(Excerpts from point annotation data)

-.-.-

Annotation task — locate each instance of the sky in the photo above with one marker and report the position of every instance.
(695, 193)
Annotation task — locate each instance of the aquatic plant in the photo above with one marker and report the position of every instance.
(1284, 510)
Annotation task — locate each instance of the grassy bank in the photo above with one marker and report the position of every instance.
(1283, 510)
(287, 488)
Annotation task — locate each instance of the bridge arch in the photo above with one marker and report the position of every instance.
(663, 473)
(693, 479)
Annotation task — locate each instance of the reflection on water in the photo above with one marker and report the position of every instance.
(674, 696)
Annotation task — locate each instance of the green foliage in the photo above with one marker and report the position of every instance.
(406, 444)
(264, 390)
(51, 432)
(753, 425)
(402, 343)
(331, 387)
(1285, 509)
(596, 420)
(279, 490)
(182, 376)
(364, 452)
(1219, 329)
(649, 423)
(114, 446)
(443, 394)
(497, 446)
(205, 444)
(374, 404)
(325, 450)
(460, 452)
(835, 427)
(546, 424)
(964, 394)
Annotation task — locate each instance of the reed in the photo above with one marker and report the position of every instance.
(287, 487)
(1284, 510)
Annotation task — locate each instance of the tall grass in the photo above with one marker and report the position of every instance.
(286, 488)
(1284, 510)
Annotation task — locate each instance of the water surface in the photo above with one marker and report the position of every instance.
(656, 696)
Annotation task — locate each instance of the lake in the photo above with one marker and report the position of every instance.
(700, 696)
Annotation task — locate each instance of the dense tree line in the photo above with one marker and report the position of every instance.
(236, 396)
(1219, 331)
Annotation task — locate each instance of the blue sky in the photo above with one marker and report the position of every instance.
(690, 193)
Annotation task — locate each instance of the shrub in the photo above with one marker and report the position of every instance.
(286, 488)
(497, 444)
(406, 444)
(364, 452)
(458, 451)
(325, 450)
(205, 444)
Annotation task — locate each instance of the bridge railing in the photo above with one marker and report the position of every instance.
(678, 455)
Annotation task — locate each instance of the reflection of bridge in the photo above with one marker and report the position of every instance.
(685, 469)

-.-.-

Update the data from the line containing "Annotation task — locate each instance of the shrub" through the end, swapping "marker" for "pin" and leaving everything else unchanged.

Annotation task — locate each instance of the shrub in the photo above with one pin and report the position of every instance.
(286, 488)
(497, 444)
(406, 444)
(364, 452)
(458, 451)
(325, 450)
(205, 444)
Annotation task — locate each instance of the bridge railing in the photo above with one pin and report the position of every instance.
(678, 455)
Annotation task — locate each instance of the reflection of bridge in the photo above with one pin and report the position of every instance.
(685, 469)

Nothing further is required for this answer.